Quote the lines of the data below exactly, from the line that contains "Mark every instance of the ceiling fan with" through the end of the data.
[MATERIAL start]
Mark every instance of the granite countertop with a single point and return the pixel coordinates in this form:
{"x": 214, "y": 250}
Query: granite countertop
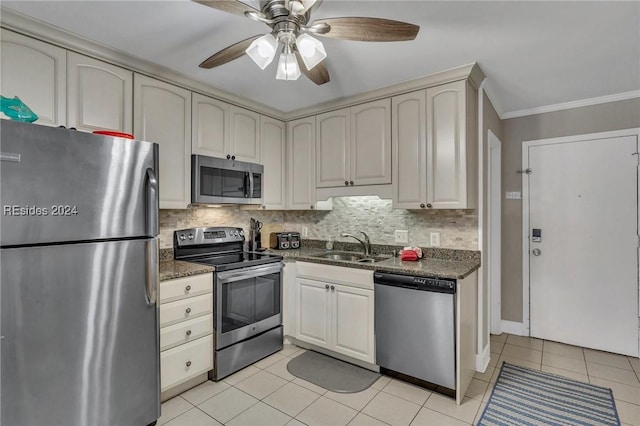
{"x": 437, "y": 262}
{"x": 171, "y": 269}
{"x": 440, "y": 263}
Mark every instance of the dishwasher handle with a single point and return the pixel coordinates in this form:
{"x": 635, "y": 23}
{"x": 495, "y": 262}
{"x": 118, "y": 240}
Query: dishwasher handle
{"x": 433, "y": 284}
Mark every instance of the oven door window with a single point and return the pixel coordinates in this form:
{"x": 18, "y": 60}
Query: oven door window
{"x": 249, "y": 300}
{"x": 216, "y": 182}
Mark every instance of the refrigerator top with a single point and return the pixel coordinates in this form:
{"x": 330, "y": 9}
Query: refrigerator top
{"x": 61, "y": 186}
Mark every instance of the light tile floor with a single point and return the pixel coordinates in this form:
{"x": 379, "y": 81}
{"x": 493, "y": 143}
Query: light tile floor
{"x": 266, "y": 394}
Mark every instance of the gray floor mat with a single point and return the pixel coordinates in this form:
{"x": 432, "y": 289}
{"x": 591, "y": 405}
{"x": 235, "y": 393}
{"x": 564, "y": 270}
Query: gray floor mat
{"x": 331, "y": 373}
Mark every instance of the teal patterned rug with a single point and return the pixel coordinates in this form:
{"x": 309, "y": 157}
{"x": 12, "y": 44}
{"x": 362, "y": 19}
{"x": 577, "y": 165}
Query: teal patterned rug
{"x": 522, "y": 396}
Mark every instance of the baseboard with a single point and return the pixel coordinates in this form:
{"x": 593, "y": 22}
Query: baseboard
{"x": 513, "y": 327}
{"x": 482, "y": 360}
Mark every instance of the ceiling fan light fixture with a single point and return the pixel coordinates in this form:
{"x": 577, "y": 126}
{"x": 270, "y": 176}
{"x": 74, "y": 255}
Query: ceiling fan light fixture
{"x": 287, "y": 65}
{"x": 311, "y": 50}
{"x": 262, "y": 50}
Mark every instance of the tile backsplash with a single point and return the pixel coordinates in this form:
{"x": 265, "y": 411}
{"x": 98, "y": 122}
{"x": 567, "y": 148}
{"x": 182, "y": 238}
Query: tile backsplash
{"x": 458, "y": 228}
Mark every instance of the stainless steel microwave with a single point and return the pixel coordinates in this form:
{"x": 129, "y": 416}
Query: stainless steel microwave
{"x": 222, "y": 181}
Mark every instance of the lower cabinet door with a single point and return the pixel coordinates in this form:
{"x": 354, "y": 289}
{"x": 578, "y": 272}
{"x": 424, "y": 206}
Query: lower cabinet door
{"x": 186, "y": 331}
{"x": 313, "y": 324}
{"x": 352, "y": 322}
{"x": 185, "y": 309}
{"x": 185, "y": 362}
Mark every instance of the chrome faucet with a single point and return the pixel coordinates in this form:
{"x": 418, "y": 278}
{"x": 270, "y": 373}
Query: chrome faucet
{"x": 366, "y": 244}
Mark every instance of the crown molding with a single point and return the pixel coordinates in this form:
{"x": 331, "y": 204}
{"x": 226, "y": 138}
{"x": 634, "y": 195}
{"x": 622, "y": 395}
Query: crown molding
{"x": 47, "y": 33}
{"x": 472, "y": 72}
{"x": 571, "y": 105}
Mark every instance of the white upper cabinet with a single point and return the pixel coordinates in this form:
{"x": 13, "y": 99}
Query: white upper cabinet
{"x": 245, "y": 134}
{"x": 162, "y": 114}
{"x": 36, "y": 73}
{"x": 225, "y": 131}
{"x": 301, "y": 137}
{"x": 370, "y": 156}
{"x": 333, "y": 137}
{"x": 409, "y": 150}
{"x": 353, "y": 146}
{"x": 451, "y": 146}
{"x": 100, "y": 95}
{"x": 273, "y": 159}
{"x": 211, "y": 127}
{"x": 434, "y": 148}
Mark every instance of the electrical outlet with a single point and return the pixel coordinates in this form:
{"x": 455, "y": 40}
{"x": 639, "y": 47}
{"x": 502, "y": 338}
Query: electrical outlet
{"x": 434, "y": 239}
{"x": 401, "y": 237}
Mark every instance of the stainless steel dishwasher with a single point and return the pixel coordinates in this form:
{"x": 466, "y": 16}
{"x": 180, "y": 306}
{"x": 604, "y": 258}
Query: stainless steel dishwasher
{"x": 415, "y": 326}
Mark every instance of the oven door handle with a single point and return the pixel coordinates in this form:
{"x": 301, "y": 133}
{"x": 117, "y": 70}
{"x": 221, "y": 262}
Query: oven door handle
{"x": 241, "y": 274}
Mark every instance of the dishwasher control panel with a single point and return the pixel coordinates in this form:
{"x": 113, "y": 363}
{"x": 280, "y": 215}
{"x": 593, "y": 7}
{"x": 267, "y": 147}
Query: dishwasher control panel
{"x": 439, "y": 285}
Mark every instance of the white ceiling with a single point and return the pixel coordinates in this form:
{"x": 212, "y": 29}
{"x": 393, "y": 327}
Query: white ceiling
{"x": 534, "y": 53}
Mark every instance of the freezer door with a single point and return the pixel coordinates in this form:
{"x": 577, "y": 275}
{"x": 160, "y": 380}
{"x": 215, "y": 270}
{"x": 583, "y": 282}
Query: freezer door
{"x": 63, "y": 185}
{"x": 80, "y": 334}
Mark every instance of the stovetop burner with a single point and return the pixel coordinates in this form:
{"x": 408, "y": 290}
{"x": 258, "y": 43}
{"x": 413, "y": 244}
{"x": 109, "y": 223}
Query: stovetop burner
{"x": 221, "y": 247}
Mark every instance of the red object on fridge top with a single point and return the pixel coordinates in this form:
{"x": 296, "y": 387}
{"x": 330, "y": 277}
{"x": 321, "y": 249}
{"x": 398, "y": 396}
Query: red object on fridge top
{"x": 114, "y": 133}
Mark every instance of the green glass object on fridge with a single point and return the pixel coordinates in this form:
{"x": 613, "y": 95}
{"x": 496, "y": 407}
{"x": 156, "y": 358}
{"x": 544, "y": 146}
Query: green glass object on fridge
{"x": 15, "y": 109}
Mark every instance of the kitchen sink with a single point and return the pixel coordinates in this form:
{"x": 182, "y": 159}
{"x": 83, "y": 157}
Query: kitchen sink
{"x": 352, "y": 257}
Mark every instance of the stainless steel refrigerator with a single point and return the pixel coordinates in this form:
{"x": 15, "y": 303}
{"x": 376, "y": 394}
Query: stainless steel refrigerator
{"x": 79, "y": 267}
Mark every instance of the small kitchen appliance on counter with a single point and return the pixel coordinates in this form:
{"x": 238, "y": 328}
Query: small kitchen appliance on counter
{"x": 79, "y": 253}
{"x": 247, "y": 295}
{"x": 285, "y": 240}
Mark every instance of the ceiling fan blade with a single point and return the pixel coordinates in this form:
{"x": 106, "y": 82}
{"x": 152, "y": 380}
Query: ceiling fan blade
{"x": 231, "y": 6}
{"x": 228, "y": 53}
{"x": 368, "y": 29}
{"x": 318, "y": 74}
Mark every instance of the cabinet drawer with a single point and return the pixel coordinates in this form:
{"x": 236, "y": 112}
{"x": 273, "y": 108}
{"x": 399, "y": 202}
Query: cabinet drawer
{"x": 182, "y": 310}
{"x": 185, "y": 362}
{"x": 187, "y": 331}
{"x": 182, "y": 288}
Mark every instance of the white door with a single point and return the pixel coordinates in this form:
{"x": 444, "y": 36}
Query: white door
{"x": 583, "y": 197}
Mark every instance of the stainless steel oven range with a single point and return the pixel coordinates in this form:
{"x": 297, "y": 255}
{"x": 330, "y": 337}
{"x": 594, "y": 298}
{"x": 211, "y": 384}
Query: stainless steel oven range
{"x": 247, "y": 295}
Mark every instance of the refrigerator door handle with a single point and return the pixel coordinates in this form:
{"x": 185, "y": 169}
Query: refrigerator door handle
{"x": 152, "y": 203}
{"x": 153, "y": 273}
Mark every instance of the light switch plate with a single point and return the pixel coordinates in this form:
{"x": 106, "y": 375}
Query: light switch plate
{"x": 401, "y": 237}
{"x": 514, "y": 195}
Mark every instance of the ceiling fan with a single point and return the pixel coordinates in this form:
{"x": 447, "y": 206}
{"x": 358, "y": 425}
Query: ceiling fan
{"x": 289, "y": 22}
[MATERIAL end]
RESPONSE:
Mark every instance of the ceiling fan with a single point and return the pixel coordinates in this form:
{"x": 447, "y": 206}
{"x": 358, "y": 425}
Query: ceiling fan
{"x": 289, "y": 22}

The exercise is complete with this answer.